##### Data supplied #####

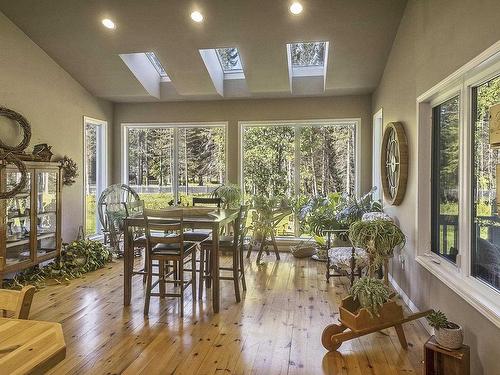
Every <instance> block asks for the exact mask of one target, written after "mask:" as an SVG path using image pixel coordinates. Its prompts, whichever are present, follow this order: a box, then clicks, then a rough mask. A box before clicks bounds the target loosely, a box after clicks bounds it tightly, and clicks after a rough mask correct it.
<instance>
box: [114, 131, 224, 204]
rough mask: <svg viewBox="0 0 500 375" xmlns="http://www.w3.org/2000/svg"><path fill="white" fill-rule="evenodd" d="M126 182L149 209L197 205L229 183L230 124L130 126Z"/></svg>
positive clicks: (127, 148)
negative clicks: (226, 127) (190, 205)
mask: <svg viewBox="0 0 500 375" xmlns="http://www.w3.org/2000/svg"><path fill="white" fill-rule="evenodd" d="M123 129H124V130H123V132H124V154H123V155H124V160H125V163H124V165H123V171H124V176H123V180H124V182H125V183H127V184H128V185H130V186H131V187H132V188H133V189H134V190H136V191H137V192H138V193H139V195H140V196H141V199H142V200H144V202H145V205H146V207H150V208H162V207H166V206H167V205H169V204H174V203H175V202H177V204H182V205H192V198H193V197H208V196H210V195H211V194H212V191H213V190H214V189H215V188H216V187H217V186H219V185H220V184H223V183H224V182H225V181H226V127H225V124H220V123H218V124H189V125H160V124H154V125H125V126H124V128H123Z"/></svg>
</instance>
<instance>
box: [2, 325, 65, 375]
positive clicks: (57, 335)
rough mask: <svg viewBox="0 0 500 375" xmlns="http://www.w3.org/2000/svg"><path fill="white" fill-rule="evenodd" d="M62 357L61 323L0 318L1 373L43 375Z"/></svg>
mask: <svg viewBox="0 0 500 375" xmlns="http://www.w3.org/2000/svg"><path fill="white" fill-rule="evenodd" d="M65 357H66V343H65V341H64V335H63V331H62V327H61V324H59V323H53V322H41V321H37V320H23V319H8V318H0V373H1V374H11V375H12V374H45V373H46V372H47V371H48V370H50V369H51V368H52V367H54V366H55V365H56V364H58V363H59V362H61V361H62V360H63V359H64V358H65Z"/></svg>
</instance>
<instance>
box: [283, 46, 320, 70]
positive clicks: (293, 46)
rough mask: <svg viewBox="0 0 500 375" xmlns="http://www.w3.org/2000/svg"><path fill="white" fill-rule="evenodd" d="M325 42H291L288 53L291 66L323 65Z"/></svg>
mask: <svg viewBox="0 0 500 375" xmlns="http://www.w3.org/2000/svg"><path fill="white" fill-rule="evenodd" d="M325 50H326V42H306V43H291V44H290V55H291V60H292V66H293V67H307V66H323V65H325V55H326V54H325Z"/></svg>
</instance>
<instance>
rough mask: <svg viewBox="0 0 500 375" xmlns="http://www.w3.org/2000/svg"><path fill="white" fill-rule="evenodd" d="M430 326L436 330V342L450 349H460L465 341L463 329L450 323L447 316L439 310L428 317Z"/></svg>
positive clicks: (430, 314) (426, 318)
mask: <svg viewBox="0 0 500 375" xmlns="http://www.w3.org/2000/svg"><path fill="white" fill-rule="evenodd" d="M426 319H427V321H428V322H429V325H430V326H431V327H432V328H434V335H435V336H436V342H437V343H438V344H439V345H440V346H443V347H445V348H448V349H459V348H460V347H462V342H463V339H464V334H463V329H462V327H460V326H459V325H458V324H456V323H453V322H450V321H449V320H448V318H447V317H446V315H445V314H444V313H443V312H441V311H439V310H437V311H433V312H432V313H430V314H429V315H427V317H426Z"/></svg>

#####

◆ What you need to do
Would you set down the records above once more, exactly, with the pictures removed?

◆ Your response
Every <instance> block asks for the exact mask of one target, written after "mask:" as an SVG path using image pixel coordinates. Its prompts, whichever are present, follow this order: a box, then clicks, then a rough mask. A box before clicks bounds the target loosely, a box after clicks bounds it tightly, and clicks after a rough mask correct it.
<instance>
box: [114, 131, 224, 204]
rough mask: <svg viewBox="0 0 500 375" xmlns="http://www.w3.org/2000/svg"><path fill="white" fill-rule="evenodd" d="M126 182L149 209L197 205L229 183L230 124L130 126Z"/></svg>
positive clicks: (127, 148)
negative clicks: (226, 127) (190, 205)
mask: <svg viewBox="0 0 500 375" xmlns="http://www.w3.org/2000/svg"><path fill="white" fill-rule="evenodd" d="M123 129H124V130H123V132H124V154H123V155H124V160H125V163H124V165H123V171H124V176H123V180H124V182H125V183H127V184H128V185H130V186H131V187H132V188H133V189H134V190H136V191H137V192H138V193H139V195H140V196H141V199H142V200H144V202H145V205H146V207H150V208H162V207H166V206H167V205H169V204H174V203H175V202H177V204H182V205H192V198H193V197H208V196H210V195H211V194H212V191H213V190H214V189H215V188H216V187H217V186H219V185H220V184H223V183H224V182H225V181H226V127H225V124H220V123H218V124H189V125H160V124H154V125H125V126H124V128H123Z"/></svg>
</instance>
<instance>
box: [2, 325, 65, 375]
positive clicks: (57, 335)
rough mask: <svg viewBox="0 0 500 375" xmlns="http://www.w3.org/2000/svg"><path fill="white" fill-rule="evenodd" d="M62 357L61 323L0 318L1 373L43 375Z"/></svg>
mask: <svg viewBox="0 0 500 375" xmlns="http://www.w3.org/2000/svg"><path fill="white" fill-rule="evenodd" d="M65 357H66V343H65V341H64V335H63V331H62V327H61V324H59V323H53V322H41V321H37V320H23V319H8V318H0V373H1V374H11V375H12V374H45V373H46V372H47V371H48V370H50V369H51V368H52V367H54V366H55V365H56V364H58V363H59V362H61V361H62V360H63V359H64V358H65Z"/></svg>
</instance>
<instance>
box: [283, 46, 320, 70]
positive clicks: (293, 46)
rough mask: <svg viewBox="0 0 500 375" xmlns="http://www.w3.org/2000/svg"><path fill="white" fill-rule="evenodd" d="M325 42H291L288 53L291 66L323 65Z"/></svg>
mask: <svg viewBox="0 0 500 375" xmlns="http://www.w3.org/2000/svg"><path fill="white" fill-rule="evenodd" d="M325 50H326V42H306V43H291V44H290V55H291V60H292V66H293V67H307V66H323V65H325V55H326V54H325Z"/></svg>
</instance>
<instance>
rough mask: <svg viewBox="0 0 500 375" xmlns="http://www.w3.org/2000/svg"><path fill="white" fill-rule="evenodd" d="M430 326L436 330V342L450 349H460L465 341L463 329L450 323L447 316L439 310L428 317Z"/></svg>
positive clicks: (430, 314) (426, 318)
mask: <svg viewBox="0 0 500 375" xmlns="http://www.w3.org/2000/svg"><path fill="white" fill-rule="evenodd" d="M426 319H427V321H428V322H429V325H430V326H431V327H432V328H434V335H435V336H436V342H437V343H438V344H439V345H440V346H443V347H445V348H448V349H459V348H460V347H462V342H463V339H464V334H463V329H462V327H460V326H459V325H458V324H456V323H453V322H450V321H449V320H448V318H447V317H446V315H445V314H444V313H443V312H441V311H439V310H437V311H433V312H432V313H430V314H429V315H427V317H426Z"/></svg>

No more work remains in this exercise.